_INSTRUCCIONES_:
A – Copia literalmente del texto sobre Sean Connery el fragmento que va desde "Se consideró escocés" hasta "los doce sospechosos.".
B – Según el texto sobre Sean Connery, ¿a qué destinó Connery la mayor parte de su salario en Diamantes para la eternidad?

_TEXTO DE LECTURA_:
Fray Guillermo de Baskerville fue uno de sus grandes personajes, lleno de lógica y sabiduría, cargado de razón, luz solitaria en una época de oscuridad y prohibición, involuntario detective medieval que no se escandaliza ante la comprensible experiencia sexual de su joven discípulo con una muchacha de la que no sabe, ni sabrá nunca, su nombre.
Se consideró escocés de pies a cabeza y donó la mayor parte de su espectacular salario en Diamantes para la eternidad a obras de caridad en Escocia. Aún así, tuvo fama de tacaño, de ser un hombre muy celoso de su intimidad y de lucir una cierta aspereza en el trato. Pequeños defectos que acercan aún más la imperfección de los mitos.
Fue el cerebro de un Supergolpe en Manhattan, una excelente y algo olvidada película, con un gran ritmo, que constituye su primer gran éxito después de la era Bond. Y fue la primera vez en la que Connery, sin ningún complejo, apareció totalmente calvo, algo que ya no podía disimular, y falto de glamour. El director fue Sidney Lumet, con el que repitió en un buen puñado de películas, incluyendo Asesinato en el Orient Express, en la que encarnó a uno de los doce sospechosos.

(Datos recopilados)
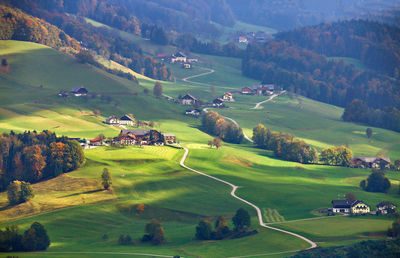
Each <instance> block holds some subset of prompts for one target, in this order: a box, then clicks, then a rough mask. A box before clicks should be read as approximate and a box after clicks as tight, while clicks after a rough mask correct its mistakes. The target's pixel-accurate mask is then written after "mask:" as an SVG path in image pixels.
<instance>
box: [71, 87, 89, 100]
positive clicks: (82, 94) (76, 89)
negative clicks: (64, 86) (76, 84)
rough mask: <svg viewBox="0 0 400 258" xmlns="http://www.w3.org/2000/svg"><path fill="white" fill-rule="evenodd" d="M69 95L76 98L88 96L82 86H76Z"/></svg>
mask: <svg viewBox="0 0 400 258" xmlns="http://www.w3.org/2000/svg"><path fill="white" fill-rule="evenodd" d="M71 94H72V95H74V96H76V97H80V96H86V95H87V94H88V91H87V89H85V88H84V87H82V86H76V87H75V88H73V89H72V90H71Z"/></svg>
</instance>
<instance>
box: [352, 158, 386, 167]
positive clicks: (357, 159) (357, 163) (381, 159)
mask: <svg viewBox="0 0 400 258" xmlns="http://www.w3.org/2000/svg"><path fill="white" fill-rule="evenodd" d="M352 164H353V166H354V167H357V168H390V158H384V157H358V158H354V159H353V161H352Z"/></svg>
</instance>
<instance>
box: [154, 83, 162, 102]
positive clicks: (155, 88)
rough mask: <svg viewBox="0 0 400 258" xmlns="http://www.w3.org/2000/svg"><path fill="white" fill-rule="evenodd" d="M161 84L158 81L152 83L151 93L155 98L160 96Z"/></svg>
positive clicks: (160, 83)
mask: <svg viewBox="0 0 400 258" xmlns="http://www.w3.org/2000/svg"><path fill="white" fill-rule="evenodd" d="M162 91H163V90H162V85H161V83H160V82H156V83H155V84H154V88H153V95H154V97H156V98H161V97H162Z"/></svg>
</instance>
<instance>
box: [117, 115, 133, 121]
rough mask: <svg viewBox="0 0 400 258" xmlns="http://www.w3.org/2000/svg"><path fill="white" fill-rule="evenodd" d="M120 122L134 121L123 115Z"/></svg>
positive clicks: (127, 115)
mask: <svg viewBox="0 0 400 258" xmlns="http://www.w3.org/2000/svg"><path fill="white" fill-rule="evenodd" d="M120 120H124V121H134V119H132V117H130V116H129V115H123V116H122V117H121V118H120Z"/></svg>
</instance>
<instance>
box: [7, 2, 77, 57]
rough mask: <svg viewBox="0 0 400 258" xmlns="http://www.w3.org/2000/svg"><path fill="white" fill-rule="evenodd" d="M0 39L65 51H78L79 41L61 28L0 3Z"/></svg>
mask: <svg viewBox="0 0 400 258" xmlns="http://www.w3.org/2000/svg"><path fill="white" fill-rule="evenodd" d="M0 40H21V41H31V42H35V43H39V44H43V45H46V46H49V47H52V48H56V49H59V50H63V49H64V50H65V51H66V52H70V51H71V50H72V51H78V50H79V49H80V48H81V46H80V45H79V43H78V42H77V41H76V40H75V39H73V38H71V37H70V36H68V35H67V34H66V33H64V32H63V31H62V30H60V29H59V28H57V27H56V26H53V25H51V24H49V23H47V22H45V21H43V20H41V19H38V18H35V17H32V16H30V15H27V14H25V13H23V12H21V11H19V10H17V9H12V8H9V7H6V6H2V5H0Z"/></svg>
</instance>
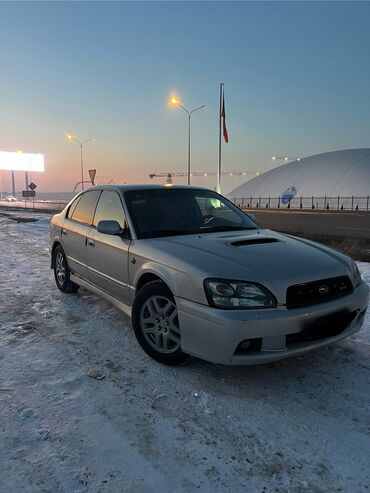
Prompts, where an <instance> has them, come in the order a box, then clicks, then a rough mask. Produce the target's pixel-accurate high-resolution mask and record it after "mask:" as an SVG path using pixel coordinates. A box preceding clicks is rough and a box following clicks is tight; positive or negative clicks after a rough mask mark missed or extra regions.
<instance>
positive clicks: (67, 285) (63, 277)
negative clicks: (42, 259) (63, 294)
mask: <svg viewBox="0 0 370 493" xmlns="http://www.w3.org/2000/svg"><path fill="white" fill-rule="evenodd" d="M53 265H54V277H55V282H56V285H57V287H58V288H59V289H60V290H61V291H63V293H75V292H76V291H77V290H78V289H79V287H80V286H78V285H77V284H76V283H74V282H72V281H71V279H70V275H71V271H70V270H69V267H68V264H67V259H66V256H65V253H64V250H63V248H62V247H61V246H60V245H58V246H57V247H56V248H55V250H54V258H53Z"/></svg>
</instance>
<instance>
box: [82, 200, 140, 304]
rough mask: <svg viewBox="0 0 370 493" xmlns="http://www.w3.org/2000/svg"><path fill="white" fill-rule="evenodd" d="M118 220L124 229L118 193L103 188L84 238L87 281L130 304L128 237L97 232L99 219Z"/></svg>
mask: <svg viewBox="0 0 370 493" xmlns="http://www.w3.org/2000/svg"><path fill="white" fill-rule="evenodd" d="M108 220H109V221H117V222H118V223H119V225H120V226H121V228H122V229H123V228H126V218H125V213H124V210H123V206H122V201H121V198H120V195H119V194H118V192H116V191H114V190H104V191H103V192H102V194H101V196H100V199H99V202H98V205H97V207H96V211H95V216H94V220H93V226H92V228H91V230H90V232H89V236H88V239H87V266H88V276H89V281H90V282H91V283H92V284H94V285H95V286H97V287H98V288H100V289H102V290H103V291H105V292H106V293H108V294H110V295H111V296H113V297H114V298H117V299H119V300H120V301H123V302H125V303H129V299H130V295H129V278H128V265H127V264H128V250H129V246H130V243H131V240H129V239H125V238H123V237H121V236H113V235H108V234H103V233H99V231H98V230H97V226H98V224H99V221H108Z"/></svg>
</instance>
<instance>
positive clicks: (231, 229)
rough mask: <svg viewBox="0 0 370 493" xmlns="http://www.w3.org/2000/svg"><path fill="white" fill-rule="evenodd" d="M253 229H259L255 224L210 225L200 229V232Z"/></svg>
mask: <svg viewBox="0 0 370 493" xmlns="http://www.w3.org/2000/svg"><path fill="white" fill-rule="evenodd" d="M252 229H259V228H256V227H255V226H228V225H224V226H209V227H205V228H202V229H201V230H200V233H212V232H217V231H246V230H252Z"/></svg>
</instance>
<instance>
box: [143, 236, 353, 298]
mask: <svg viewBox="0 0 370 493" xmlns="http://www.w3.org/2000/svg"><path fill="white" fill-rule="evenodd" d="M140 243H141V244H142V245H141V246H144V245H143V243H146V248H144V250H147V249H148V251H147V252H145V253H144V252H142V253H143V254H144V256H146V257H147V258H151V259H152V260H154V261H157V262H160V263H162V264H165V265H168V266H169V267H172V268H174V269H176V270H178V271H182V272H184V273H185V274H187V275H190V276H192V277H195V278H196V280H197V281H199V279H200V280H201V281H202V282H203V280H204V279H205V278H207V277H216V278H217V277H218V278H223V279H235V280H245V281H255V282H258V283H260V284H263V285H264V286H266V287H267V288H268V289H270V291H272V292H273V293H274V295H275V296H276V297H277V299H278V301H279V303H285V294H286V288H287V287H288V286H290V285H293V284H299V283H302V282H308V281H313V280H318V279H325V278H329V277H336V276H341V275H351V263H350V259H349V258H348V257H346V256H345V255H343V254H341V253H340V252H337V251H336V250H333V249H330V248H328V247H325V246H324V245H321V244H318V243H314V242H311V241H309V240H304V239H301V238H296V237H293V236H290V235H285V234H280V233H277V232H274V231H271V230H267V229H259V230H252V231H242V232H232V233H230V232H227V233H208V234H198V235H187V236H171V237H166V238H156V239H150V240H142V241H140Z"/></svg>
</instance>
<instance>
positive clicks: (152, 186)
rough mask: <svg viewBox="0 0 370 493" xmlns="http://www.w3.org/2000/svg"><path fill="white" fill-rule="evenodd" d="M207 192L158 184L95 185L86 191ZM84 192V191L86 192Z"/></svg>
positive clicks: (179, 187) (112, 184)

_SOLUCIONES_:
A –
Se consideró escocés de pies a cabeza y donó la mayor parte de su espectacular salario en Diamantes para la eternidad a obras de caridad en Escocia. Aún así, tuvo fama de tacaño, de ser un hombre muy celoso de su intimidad y de lucir una cierta aspereza en el trato. Pequeños defectos que acercan aún más la imperfección de los mitos.
Fue el cerebro de un Supergolpe en Manhattan, una excelente y algo olvidada película, con un gran ritmo, que constituye su primer gran éxito después de la era Bond. Y fue la primera vez en la que Connery, sin ningún complejo, apareció totalmente calvo, algo que ya no podía disimular, y falto de glamour. El director fue Sidney Lumet, con el que repitió en un buen puñado de películas, incluyendo Asesinato en el Orient Express, en la que encarnó a uno de los doce sospechosos.

B – A obras de caridad en Escocia.